▶ [Data records]

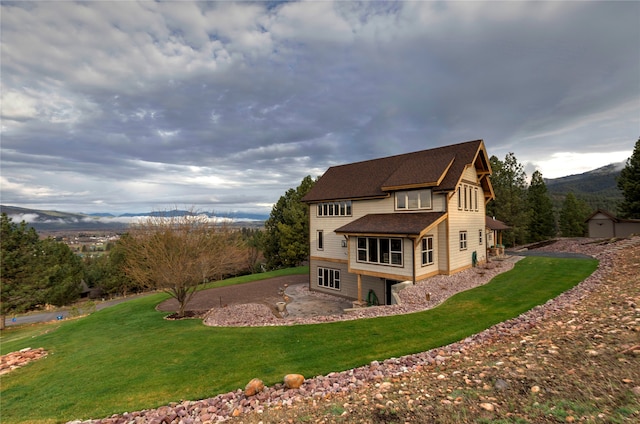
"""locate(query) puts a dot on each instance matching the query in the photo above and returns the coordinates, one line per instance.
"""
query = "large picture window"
(380, 250)
(427, 250)
(329, 278)
(414, 199)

▶ [What to produce] The expected answer is an unaltered copy of the listing, images removed.

▶ [Answer box]
"""locate(query) puts a dot on each instance matching the query in the photo above and returns the coordinates, one line per instance.
"""
query = "large picture window"
(380, 250)
(427, 250)
(329, 278)
(414, 199)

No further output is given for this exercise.